___ The data ___
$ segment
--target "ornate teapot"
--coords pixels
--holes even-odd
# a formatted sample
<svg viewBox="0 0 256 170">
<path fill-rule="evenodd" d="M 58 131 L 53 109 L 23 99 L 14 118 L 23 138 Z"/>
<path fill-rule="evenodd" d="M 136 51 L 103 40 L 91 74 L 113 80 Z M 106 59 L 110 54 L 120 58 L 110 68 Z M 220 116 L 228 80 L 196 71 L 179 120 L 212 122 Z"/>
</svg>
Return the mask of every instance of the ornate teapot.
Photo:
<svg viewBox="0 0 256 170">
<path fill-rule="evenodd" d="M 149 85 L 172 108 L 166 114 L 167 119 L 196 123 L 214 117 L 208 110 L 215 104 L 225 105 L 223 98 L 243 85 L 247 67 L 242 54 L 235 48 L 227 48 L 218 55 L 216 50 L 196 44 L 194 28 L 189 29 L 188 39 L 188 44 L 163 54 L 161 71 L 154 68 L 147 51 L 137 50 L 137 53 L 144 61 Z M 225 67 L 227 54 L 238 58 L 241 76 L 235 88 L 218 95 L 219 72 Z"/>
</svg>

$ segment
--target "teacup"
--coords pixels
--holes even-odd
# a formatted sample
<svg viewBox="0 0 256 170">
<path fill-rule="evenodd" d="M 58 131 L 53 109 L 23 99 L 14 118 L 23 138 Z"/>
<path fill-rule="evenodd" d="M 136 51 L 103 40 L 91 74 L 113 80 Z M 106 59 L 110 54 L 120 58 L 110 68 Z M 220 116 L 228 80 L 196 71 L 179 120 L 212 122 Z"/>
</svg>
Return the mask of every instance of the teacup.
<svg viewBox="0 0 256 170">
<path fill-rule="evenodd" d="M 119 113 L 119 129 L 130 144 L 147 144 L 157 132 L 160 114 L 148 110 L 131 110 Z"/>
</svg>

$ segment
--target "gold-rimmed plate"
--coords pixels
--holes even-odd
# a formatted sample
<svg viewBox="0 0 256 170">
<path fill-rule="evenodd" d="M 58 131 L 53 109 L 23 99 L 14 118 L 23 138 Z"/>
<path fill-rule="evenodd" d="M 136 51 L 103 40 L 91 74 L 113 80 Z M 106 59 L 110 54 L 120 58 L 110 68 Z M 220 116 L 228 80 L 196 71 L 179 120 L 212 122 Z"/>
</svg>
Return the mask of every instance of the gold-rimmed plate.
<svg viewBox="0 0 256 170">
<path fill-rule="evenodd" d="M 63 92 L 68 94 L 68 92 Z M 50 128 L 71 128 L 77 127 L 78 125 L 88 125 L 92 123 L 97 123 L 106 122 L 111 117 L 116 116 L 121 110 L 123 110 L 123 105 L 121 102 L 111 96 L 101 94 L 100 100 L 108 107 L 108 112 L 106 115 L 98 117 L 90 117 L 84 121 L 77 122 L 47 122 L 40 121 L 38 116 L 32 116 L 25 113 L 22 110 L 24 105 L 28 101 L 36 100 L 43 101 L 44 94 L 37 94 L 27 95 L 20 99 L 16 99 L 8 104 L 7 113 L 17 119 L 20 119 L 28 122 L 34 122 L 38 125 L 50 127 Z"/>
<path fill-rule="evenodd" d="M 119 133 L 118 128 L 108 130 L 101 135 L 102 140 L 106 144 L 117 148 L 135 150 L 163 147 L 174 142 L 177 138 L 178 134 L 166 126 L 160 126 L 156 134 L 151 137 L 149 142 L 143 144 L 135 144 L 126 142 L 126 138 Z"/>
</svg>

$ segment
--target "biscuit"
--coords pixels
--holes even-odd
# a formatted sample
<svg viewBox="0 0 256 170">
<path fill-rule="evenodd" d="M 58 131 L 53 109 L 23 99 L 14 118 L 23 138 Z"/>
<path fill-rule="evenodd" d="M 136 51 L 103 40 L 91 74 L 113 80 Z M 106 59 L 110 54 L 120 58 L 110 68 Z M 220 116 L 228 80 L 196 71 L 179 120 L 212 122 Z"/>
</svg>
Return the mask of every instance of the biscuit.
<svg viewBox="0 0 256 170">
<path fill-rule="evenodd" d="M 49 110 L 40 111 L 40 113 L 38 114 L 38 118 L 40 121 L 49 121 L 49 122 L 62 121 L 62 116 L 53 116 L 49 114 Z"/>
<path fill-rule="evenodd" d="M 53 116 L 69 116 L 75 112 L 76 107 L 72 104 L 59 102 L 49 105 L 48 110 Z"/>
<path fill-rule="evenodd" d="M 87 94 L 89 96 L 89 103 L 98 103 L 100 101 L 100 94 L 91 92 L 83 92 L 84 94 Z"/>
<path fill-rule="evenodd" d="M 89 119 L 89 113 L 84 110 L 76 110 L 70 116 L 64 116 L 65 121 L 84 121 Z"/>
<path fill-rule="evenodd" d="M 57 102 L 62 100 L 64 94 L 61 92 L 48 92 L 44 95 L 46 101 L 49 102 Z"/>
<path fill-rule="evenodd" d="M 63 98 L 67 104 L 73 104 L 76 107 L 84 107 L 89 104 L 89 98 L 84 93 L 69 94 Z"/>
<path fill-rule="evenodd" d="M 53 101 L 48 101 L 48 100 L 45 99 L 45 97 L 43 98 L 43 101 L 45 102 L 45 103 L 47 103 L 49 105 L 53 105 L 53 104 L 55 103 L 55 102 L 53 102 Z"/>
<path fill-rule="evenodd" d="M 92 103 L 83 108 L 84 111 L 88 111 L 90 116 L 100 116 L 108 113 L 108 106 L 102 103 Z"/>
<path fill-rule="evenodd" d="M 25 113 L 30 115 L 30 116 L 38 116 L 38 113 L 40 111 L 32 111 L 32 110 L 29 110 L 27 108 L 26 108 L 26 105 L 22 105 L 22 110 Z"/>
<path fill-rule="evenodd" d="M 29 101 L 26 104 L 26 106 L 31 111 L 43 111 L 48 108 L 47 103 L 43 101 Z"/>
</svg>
___
___ The data ___
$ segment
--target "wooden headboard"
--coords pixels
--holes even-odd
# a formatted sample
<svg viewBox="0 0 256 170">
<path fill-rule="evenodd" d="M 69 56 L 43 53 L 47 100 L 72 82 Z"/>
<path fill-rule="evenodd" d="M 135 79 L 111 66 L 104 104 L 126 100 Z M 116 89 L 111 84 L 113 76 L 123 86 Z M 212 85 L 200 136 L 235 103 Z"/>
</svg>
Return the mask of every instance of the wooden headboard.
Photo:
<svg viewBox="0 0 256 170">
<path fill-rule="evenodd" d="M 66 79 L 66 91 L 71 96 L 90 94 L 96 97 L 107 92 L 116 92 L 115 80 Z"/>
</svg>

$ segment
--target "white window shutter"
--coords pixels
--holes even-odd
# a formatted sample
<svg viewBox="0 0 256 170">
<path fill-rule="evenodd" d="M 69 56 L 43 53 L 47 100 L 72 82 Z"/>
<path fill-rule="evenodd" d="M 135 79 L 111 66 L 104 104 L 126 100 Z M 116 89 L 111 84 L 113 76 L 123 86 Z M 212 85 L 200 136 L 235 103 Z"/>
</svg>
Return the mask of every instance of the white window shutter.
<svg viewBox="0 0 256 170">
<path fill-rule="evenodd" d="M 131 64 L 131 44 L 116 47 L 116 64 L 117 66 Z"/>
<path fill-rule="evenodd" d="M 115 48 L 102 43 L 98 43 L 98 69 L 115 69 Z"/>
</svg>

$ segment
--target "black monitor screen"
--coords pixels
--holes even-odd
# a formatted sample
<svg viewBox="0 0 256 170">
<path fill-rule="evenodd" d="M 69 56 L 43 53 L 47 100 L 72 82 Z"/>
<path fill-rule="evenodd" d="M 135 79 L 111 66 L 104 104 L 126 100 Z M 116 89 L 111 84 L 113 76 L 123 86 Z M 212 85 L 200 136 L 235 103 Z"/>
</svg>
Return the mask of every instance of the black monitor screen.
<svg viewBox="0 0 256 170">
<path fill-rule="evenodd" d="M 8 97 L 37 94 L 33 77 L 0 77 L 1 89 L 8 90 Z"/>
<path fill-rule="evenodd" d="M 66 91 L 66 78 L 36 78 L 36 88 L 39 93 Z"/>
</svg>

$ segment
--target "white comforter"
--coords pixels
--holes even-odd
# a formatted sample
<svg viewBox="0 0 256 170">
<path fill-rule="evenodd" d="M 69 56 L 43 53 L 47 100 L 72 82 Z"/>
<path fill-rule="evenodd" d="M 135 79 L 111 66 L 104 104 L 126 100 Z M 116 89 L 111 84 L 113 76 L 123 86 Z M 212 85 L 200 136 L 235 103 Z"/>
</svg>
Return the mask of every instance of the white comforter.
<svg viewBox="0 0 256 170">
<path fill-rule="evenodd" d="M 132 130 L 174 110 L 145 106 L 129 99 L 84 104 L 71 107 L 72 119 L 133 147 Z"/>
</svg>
___
___ The data ___
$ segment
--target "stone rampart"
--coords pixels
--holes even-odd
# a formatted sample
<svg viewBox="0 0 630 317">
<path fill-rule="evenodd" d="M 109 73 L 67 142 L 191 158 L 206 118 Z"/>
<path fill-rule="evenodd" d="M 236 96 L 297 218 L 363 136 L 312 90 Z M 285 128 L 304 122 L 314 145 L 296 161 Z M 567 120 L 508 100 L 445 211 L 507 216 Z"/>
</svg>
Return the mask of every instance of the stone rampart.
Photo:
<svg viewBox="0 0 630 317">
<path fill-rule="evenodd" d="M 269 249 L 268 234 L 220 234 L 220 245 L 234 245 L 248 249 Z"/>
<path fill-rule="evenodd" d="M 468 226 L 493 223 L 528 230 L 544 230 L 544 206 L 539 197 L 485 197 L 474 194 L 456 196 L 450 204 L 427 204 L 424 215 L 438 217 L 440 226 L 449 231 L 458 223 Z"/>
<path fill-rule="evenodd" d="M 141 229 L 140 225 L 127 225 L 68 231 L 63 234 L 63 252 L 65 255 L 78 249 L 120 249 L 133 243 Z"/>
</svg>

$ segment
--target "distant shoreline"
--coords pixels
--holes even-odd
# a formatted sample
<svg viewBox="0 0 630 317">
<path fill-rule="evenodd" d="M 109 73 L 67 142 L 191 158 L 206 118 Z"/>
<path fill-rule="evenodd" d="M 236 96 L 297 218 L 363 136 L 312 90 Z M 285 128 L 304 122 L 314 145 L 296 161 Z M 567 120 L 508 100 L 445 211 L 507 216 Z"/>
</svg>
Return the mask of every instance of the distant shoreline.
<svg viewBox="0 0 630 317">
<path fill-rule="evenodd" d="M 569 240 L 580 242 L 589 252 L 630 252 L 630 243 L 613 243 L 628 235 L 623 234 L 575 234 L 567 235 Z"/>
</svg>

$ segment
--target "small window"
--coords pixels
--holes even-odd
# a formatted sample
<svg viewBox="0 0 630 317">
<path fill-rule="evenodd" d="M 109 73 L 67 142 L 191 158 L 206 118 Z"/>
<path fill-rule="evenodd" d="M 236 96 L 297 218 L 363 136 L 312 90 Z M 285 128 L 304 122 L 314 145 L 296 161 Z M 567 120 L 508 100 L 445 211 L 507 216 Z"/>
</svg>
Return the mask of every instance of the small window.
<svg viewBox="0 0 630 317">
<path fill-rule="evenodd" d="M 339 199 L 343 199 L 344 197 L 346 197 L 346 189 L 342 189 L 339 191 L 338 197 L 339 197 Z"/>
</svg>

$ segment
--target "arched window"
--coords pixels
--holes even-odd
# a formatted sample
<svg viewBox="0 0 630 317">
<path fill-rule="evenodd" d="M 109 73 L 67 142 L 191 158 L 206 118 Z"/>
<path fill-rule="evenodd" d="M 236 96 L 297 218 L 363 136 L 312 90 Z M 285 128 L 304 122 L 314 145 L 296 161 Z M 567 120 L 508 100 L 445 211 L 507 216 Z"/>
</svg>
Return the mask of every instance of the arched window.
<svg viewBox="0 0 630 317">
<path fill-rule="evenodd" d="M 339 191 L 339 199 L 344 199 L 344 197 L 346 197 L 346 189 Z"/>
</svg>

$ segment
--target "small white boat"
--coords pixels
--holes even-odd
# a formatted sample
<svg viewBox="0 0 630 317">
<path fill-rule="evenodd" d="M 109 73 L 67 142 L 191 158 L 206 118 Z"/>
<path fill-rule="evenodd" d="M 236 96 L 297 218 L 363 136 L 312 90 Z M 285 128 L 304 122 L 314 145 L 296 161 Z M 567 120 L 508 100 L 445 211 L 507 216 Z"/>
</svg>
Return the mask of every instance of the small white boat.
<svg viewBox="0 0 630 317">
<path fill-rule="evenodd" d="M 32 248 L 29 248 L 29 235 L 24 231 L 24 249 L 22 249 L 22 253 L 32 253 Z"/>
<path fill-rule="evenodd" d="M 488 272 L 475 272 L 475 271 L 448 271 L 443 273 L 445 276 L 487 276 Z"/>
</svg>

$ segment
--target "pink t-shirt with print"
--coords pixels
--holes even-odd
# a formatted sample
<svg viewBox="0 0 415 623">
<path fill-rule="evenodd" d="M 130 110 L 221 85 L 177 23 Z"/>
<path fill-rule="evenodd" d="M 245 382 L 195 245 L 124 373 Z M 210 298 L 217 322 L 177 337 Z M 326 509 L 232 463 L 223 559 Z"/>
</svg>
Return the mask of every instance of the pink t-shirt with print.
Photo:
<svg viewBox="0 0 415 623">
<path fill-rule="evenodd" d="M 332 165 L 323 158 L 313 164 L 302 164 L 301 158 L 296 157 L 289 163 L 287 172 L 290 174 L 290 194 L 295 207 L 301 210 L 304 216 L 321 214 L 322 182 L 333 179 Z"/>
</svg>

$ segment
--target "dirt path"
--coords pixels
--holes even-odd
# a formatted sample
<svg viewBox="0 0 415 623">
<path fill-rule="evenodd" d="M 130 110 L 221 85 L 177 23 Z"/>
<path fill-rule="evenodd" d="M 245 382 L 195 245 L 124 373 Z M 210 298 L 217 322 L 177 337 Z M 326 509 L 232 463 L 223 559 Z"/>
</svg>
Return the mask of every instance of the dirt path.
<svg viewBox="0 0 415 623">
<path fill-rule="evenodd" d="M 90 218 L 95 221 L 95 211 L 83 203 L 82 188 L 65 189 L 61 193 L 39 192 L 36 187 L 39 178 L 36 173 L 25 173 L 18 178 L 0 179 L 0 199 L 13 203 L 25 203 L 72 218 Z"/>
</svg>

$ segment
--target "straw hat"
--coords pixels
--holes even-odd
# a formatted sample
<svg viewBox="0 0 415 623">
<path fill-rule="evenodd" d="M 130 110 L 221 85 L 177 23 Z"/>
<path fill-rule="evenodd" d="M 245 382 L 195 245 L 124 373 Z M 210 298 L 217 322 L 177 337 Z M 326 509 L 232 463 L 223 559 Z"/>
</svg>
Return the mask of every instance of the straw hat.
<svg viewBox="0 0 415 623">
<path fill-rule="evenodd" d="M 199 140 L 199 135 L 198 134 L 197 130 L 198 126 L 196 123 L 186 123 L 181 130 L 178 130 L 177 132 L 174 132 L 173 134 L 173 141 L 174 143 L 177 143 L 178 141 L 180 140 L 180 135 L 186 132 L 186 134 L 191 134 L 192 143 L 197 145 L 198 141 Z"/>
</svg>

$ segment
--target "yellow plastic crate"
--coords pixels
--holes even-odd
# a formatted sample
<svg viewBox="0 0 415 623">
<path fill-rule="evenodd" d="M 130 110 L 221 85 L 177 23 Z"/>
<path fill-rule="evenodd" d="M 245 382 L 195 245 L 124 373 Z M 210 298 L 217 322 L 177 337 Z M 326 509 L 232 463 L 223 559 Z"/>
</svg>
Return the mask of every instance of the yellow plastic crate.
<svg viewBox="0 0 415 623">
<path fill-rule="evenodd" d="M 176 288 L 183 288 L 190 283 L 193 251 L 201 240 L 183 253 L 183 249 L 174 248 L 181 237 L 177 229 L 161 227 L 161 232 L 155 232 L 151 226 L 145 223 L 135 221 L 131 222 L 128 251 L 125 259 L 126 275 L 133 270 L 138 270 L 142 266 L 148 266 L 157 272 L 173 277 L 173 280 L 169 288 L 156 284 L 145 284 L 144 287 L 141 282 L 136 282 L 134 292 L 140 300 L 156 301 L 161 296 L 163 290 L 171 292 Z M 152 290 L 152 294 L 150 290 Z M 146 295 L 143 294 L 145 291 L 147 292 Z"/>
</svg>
___
● **Your instructions**
Locate every line in the records that contains the word "teacup" and copy each of those lines.

● **Answer for this exercise**
--target "teacup"
Return the mask of every instance of the teacup.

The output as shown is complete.